[GIVEN TASK 1] In the Manny v. Dunlap opinion, restate the paragraph that begins "From the testimony, these facts are quite clear" as a short bulleted list that keeps its main facts.
[GIVEN TASK 2] List every identifying detail given in the lines between the case name and the body of the Manny v. Dunlap opinion.
[GIVEN TASK 3] According to the Manny v. Dunlap opinion, what kind of machines did the plaintiff own?

[SELECTED EXTRACT]

######

Manny v. Dunlap

16 F. Cas. 658 | U.S. Circuit Court for the District of Iowa | 1869

MILLER, Circuit Justice.

This is a motion for a new trial, founded on alleged erroneous instructions to the jury. The plaintiff, who was the owner of certain reaping and mowing machines, directed her agent by letter to procure a policy of insurance on them, with specific instructions as to the amount to be insured on each machine, and the time for which the insurance should run. No policy was executed, but the agent, who is defendant in this action, had some conversation with the agent of an insurance company, which, taken in connection with certain arrangements between them concerning money on deposit by one with the other, is claimed by the defendant to constitute a valid contract of insurance.

From the testimony, these facts are quite clear, that after the defendant received orders to insure, and before the machines were burned, about twenty-five days elapsed; that the defendant had available means of plaintiff’s with which to pay the premium; and that, at any time during these twenty-five days, if he had called at the office of the insurance agent, and insisted on it, he could have received a policy which would have covered the loss.

The machines having been destroyed by fire, the insurance agent denied that he had made any insurance on them, and, if his testimony in the case is to be credited, he had not. The present action was brought to recover the value of the goods destroyed, and is founded on the neglect of the defendant to effect the insurance which he had been ordered to obtain. The jury were instructed, that if the defendant had money of the plaintiff’s with which to pay the premiums, and if he could have done so by the use of reasonable diligence, it was his duty to have insurance made by a written policy of insurance; and that such duty was not performed by a verbal agreement or understanding for insurance between the defendant and the insurance agent. And the court refused to leave it to the jury to say whether a valid verbal contract of insurance had been made, or to consider that question further.

######

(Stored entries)
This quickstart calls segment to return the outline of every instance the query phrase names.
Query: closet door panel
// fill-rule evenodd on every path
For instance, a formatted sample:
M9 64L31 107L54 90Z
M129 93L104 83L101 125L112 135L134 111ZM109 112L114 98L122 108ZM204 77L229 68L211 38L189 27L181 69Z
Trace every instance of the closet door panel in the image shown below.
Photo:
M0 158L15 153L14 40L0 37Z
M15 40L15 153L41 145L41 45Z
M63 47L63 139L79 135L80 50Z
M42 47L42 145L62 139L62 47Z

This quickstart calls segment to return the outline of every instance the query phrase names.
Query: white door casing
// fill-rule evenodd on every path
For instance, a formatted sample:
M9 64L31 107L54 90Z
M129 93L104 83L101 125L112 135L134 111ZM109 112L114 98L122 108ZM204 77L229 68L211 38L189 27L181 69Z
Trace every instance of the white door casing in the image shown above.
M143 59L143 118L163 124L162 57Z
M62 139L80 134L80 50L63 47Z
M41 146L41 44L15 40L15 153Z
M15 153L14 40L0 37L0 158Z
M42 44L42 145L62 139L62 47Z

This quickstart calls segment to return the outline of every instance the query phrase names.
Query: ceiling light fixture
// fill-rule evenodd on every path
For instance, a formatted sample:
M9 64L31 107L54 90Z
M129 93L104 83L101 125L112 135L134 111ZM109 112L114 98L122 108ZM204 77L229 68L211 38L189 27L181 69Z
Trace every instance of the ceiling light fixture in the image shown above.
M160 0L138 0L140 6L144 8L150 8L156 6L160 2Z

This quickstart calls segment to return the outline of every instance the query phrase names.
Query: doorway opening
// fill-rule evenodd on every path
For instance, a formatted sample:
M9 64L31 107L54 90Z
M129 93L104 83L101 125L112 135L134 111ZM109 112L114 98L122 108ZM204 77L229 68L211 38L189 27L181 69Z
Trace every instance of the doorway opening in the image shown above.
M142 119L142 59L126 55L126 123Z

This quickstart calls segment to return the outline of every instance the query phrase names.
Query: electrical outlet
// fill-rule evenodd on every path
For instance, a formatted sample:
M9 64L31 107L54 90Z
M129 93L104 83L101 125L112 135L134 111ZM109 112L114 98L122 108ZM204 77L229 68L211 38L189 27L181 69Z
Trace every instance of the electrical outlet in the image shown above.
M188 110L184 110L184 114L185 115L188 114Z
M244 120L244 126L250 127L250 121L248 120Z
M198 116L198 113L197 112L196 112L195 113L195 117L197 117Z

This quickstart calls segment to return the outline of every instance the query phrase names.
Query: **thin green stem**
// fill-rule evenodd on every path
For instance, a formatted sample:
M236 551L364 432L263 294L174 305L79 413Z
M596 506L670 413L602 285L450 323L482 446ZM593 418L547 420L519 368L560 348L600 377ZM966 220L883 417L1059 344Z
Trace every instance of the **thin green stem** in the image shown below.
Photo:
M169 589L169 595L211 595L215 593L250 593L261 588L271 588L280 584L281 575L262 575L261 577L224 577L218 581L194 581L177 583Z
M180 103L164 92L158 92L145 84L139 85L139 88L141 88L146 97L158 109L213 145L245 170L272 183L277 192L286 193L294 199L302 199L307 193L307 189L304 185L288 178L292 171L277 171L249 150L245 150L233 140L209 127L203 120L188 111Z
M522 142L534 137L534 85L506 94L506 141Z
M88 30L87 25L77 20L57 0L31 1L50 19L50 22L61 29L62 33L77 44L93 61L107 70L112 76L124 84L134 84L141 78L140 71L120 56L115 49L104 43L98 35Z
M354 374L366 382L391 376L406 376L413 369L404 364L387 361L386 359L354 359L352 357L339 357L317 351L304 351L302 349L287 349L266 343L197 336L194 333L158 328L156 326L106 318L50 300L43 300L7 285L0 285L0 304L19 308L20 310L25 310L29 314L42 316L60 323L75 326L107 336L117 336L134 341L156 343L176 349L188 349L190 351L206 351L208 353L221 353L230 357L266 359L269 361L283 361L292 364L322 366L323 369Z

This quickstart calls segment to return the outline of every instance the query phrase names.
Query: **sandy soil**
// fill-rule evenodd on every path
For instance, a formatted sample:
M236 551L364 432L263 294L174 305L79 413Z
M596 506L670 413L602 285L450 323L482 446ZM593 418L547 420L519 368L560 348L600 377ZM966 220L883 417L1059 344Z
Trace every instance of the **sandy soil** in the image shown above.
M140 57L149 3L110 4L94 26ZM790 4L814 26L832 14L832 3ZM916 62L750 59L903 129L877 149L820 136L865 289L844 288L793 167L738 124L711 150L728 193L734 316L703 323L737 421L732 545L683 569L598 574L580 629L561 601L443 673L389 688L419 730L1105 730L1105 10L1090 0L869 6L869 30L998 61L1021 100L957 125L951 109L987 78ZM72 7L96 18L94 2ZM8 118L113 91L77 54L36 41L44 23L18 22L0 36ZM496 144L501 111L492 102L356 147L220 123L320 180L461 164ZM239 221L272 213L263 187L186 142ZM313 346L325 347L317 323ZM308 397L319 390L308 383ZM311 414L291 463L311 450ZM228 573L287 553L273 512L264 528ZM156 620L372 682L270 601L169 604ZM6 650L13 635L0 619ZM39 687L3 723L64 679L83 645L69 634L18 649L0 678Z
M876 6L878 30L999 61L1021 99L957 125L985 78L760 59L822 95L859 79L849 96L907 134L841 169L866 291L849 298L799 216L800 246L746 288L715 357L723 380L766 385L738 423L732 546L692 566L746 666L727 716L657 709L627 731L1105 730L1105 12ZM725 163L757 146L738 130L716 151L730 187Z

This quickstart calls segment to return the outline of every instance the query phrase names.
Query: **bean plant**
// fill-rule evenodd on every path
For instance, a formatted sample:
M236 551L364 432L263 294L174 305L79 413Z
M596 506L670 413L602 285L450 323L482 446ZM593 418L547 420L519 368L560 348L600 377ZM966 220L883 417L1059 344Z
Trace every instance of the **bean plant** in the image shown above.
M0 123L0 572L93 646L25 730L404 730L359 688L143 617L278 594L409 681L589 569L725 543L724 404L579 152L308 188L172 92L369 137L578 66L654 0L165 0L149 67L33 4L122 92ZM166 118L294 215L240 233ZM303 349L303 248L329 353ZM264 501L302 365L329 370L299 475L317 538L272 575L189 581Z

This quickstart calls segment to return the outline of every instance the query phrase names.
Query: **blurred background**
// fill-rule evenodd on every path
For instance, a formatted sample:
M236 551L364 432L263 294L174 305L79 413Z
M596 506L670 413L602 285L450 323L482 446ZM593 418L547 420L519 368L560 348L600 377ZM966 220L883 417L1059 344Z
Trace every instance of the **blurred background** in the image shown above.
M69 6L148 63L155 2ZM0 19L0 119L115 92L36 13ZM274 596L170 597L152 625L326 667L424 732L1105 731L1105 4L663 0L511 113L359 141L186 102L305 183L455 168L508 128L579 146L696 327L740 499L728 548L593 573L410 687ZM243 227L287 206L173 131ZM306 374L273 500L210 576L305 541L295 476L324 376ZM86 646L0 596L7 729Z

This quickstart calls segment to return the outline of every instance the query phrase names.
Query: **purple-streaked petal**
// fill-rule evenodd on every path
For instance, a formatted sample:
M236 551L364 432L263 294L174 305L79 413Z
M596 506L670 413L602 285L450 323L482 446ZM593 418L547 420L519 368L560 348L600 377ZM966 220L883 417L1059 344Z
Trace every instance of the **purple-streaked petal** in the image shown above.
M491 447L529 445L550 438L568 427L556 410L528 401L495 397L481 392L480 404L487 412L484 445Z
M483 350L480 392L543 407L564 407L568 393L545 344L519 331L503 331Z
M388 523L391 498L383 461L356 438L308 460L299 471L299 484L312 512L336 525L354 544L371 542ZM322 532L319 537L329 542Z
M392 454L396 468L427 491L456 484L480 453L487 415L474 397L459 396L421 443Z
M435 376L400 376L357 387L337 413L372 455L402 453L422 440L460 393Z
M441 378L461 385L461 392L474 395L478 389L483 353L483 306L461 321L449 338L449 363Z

######

[RESPONSE 1]
- About twenty-five days passed between the defendant receiving orders to insure and the burning of the machines.
- The defendant had the plaintiff's money available to pay the premium.
- At any time during those twenty-five days, he could have obtained a policy covering the loss by calling at the insurance agent's office and insisting on it.

[RESPONSE 2]
- 16 F. Cas. 658
- U.S. Circuit Court for the District of Iowa
- 1869
- Miller, Circuit Justice

[RESPONSE 3] The plaintiff owned reaping and mowing machines.